__TASK INSTRUCTIONS__. Copy every one of the following records word for word.

__EXERCISE DATA__.
————

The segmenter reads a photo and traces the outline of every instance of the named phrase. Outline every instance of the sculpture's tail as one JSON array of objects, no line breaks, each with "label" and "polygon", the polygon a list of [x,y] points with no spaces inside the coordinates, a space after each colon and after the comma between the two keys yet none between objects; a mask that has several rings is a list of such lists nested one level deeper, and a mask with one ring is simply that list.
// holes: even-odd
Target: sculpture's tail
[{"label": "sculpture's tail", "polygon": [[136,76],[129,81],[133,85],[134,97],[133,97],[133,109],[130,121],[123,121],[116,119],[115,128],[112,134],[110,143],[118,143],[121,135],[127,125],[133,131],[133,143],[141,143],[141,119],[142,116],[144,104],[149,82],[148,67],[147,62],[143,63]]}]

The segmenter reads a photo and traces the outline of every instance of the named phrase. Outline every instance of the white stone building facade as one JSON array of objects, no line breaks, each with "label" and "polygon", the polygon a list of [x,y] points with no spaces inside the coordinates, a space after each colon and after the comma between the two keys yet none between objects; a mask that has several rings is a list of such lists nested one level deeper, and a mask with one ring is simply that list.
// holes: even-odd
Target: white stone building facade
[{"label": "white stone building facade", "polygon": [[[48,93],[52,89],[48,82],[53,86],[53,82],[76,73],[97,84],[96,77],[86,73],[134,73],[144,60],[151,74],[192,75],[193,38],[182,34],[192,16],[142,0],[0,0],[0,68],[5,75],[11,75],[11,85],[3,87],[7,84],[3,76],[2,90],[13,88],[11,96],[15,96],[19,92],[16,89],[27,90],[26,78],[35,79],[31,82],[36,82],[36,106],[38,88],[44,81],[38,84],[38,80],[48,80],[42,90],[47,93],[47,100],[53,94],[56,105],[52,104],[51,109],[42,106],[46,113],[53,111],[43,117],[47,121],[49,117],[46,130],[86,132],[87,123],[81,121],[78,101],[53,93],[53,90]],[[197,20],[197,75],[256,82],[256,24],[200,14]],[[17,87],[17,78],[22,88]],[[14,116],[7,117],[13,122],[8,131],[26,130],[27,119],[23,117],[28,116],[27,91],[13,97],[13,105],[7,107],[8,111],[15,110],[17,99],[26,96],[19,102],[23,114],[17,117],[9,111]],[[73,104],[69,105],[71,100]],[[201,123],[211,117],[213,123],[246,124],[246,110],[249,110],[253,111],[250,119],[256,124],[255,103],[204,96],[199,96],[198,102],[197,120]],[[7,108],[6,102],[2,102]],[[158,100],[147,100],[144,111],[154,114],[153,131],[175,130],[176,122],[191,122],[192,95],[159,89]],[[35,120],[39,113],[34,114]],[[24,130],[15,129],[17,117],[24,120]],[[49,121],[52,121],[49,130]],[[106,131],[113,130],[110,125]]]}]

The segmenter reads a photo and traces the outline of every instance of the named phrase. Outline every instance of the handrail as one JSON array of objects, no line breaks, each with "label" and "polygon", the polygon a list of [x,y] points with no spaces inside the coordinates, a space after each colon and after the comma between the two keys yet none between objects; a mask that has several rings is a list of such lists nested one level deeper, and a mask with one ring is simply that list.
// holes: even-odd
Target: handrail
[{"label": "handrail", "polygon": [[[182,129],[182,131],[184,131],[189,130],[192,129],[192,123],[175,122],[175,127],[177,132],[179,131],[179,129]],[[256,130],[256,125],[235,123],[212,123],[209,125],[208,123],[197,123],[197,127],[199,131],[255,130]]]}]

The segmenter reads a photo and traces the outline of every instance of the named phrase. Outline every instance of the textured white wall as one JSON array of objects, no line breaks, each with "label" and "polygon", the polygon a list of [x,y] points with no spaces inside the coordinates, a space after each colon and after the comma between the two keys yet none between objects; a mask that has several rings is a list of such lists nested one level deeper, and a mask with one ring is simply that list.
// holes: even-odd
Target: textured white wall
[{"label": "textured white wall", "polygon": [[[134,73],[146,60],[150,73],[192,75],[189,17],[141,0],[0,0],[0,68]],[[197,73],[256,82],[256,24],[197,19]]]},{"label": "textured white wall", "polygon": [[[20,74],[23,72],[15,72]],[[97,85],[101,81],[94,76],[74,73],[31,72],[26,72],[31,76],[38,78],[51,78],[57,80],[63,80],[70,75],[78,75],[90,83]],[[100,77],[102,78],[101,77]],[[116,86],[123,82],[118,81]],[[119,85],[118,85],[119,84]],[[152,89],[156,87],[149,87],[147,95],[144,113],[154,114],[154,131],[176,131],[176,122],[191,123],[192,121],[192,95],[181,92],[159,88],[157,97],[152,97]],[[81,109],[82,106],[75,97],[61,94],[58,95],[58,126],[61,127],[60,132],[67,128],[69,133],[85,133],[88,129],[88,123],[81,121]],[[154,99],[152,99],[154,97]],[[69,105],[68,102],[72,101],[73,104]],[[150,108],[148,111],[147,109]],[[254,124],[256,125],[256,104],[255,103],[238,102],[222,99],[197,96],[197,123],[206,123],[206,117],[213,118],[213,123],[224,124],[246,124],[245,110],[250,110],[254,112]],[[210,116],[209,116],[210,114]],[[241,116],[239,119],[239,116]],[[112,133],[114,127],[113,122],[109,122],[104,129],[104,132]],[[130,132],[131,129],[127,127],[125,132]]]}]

————

__COMPLETED TASK__.
The segmenter reads a photo and traces the outline of every instance of the named phrase. Outline every instance of the sculpture's tail as one JSON array of objects, no line breaks, each with "label" and "polygon", the polygon a list of [x,y] points with no spaces inside the coordinates, a space after each colon and after the comma between the two keys yet none between objects; a mask that has several rings is a list of such lists nested one level deeper, and a mask with one ring is simply that list.
// holes: even-odd
Target: sculpture's tail
[{"label": "sculpture's tail", "polygon": [[136,76],[129,81],[133,85],[134,97],[133,97],[133,109],[130,121],[123,121],[116,119],[115,128],[112,134],[110,143],[118,143],[121,135],[127,125],[133,131],[133,143],[141,143],[141,119],[142,116],[144,104],[149,82],[148,67],[147,62],[143,63]]}]

The segmenter reads a photo and traces the outline of every instance of the named phrase. Outline every instance of the white stone building facade as one JSON array of objects, no line breaks, each with "label" and "polygon", the polygon a list of [x,y] points with no spaces inside the coordinates, a space after each colon and after the comma between the two keys yet none between objects; a mask that has several rings is a list of such lists nested one level deeper, and a mask with one ring is simply that list.
// holes: even-odd
Target: white stone building facade
[{"label": "white stone building facade", "polygon": [[[48,93],[52,89],[48,82],[53,86],[53,82],[76,73],[97,84],[96,77],[86,73],[134,73],[144,60],[151,74],[192,75],[193,38],[182,34],[192,16],[142,0],[0,0],[0,68],[5,75],[11,75],[11,85],[3,87],[7,84],[3,76],[2,90],[13,88],[11,96],[15,96],[19,92],[16,89],[27,90],[26,78],[35,79],[31,82],[36,82],[36,106],[38,88],[44,81],[38,84],[38,80],[48,80],[42,90],[47,93],[47,100],[53,94],[56,105],[52,104],[51,109],[42,106],[46,113],[53,111],[43,117],[47,121],[49,117],[46,130],[86,132],[87,123],[81,121],[78,101],[53,93],[53,90]],[[197,20],[197,75],[256,82],[256,24],[200,14]],[[17,87],[17,78],[22,88]],[[14,116],[7,117],[13,122],[8,131],[26,130],[27,119],[23,117],[28,116],[27,91],[13,97],[13,105],[7,107],[8,111],[15,110],[17,99],[26,96],[19,102],[23,114],[17,117],[9,111]],[[73,104],[69,105],[71,100]],[[201,123],[211,117],[213,123],[246,124],[246,110],[249,110],[253,111],[250,119],[256,124],[255,103],[204,96],[199,96],[198,102],[197,120]],[[7,108],[6,102],[2,102]],[[158,100],[147,100],[144,111],[154,114],[153,131],[175,130],[176,122],[191,122],[192,95],[159,89]],[[35,120],[39,113],[34,114]],[[24,130],[15,129],[17,117],[24,120]],[[49,121],[52,121],[49,130]],[[106,131],[113,130],[110,125]]]}]

The segmenter reads a photo and traces the outline of every instance of the named phrase. Outline every instance of the handrail as one JSON array of objects, no line breaks, each with "label" and "polygon", the polygon a list of [x,y] points with no spaces inside the coordinates, a space after each colon and after the comma between the two keys yet none between objects; a mask that has several rings is a list of such lists nested one level deeper, and a mask with one ring is simply that list.
// holes: even-odd
Target: handrail
[{"label": "handrail", "polygon": [[[182,129],[182,131],[184,131],[189,130],[192,129],[192,123],[175,122],[175,127],[177,132],[179,131],[179,129]],[[256,130],[256,125],[235,123],[212,123],[209,125],[208,123],[197,123],[197,127],[199,131],[255,130]]]}]

The segmenter reads a photo and traces the outline of every instance of the named phrase. Outline every instance of the textured white wall as one JSON array of objects, no line breaks, each with "label" and "polygon", the polygon a list of [x,y] points with no spaces inside the coordinates, a space after each colon and after the comma between the two keys yet none between objects; a mask that has several rings is a list of such lists nested one level deeper, and a mask with one ring is simply that list.
// holes: even-odd
Target: textured white wall
[{"label": "textured white wall", "polygon": [[[134,73],[146,60],[150,73],[192,75],[189,17],[141,0],[0,0],[0,68]],[[197,73],[256,82],[256,24],[197,19]]]},{"label": "textured white wall", "polygon": [[[20,74],[23,72],[15,72]],[[97,85],[101,81],[94,76],[74,73],[31,72],[26,72],[31,76],[38,78],[51,78],[57,80],[63,80],[70,75],[78,75],[90,83]],[[100,77],[102,78],[101,77]],[[116,86],[123,82],[118,81]],[[119,85],[118,85],[119,84]],[[152,89],[156,87],[149,87],[147,95],[144,113],[154,114],[154,131],[176,131],[176,122],[191,123],[192,121],[192,95],[181,92],[159,88],[157,97],[152,97]],[[81,109],[82,106],[75,97],[61,94],[58,95],[58,126],[61,127],[60,132],[67,128],[69,133],[85,133],[88,129],[88,123],[81,121]],[[154,99],[152,99],[154,97]],[[69,105],[68,102],[72,101],[73,104]],[[150,108],[148,111],[147,109]],[[254,124],[256,125],[256,104],[255,103],[238,102],[222,99],[197,96],[197,123],[206,123],[206,117],[213,118],[213,123],[224,124],[246,124],[245,110],[250,110],[254,112]],[[210,116],[209,116],[210,114]],[[241,116],[239,119],[239,116]],[[112,133],[114,127],[113,122],[109,122],[104,129],[104,132]],[[130,132],[131,129],[127,127],[125,132]]]}]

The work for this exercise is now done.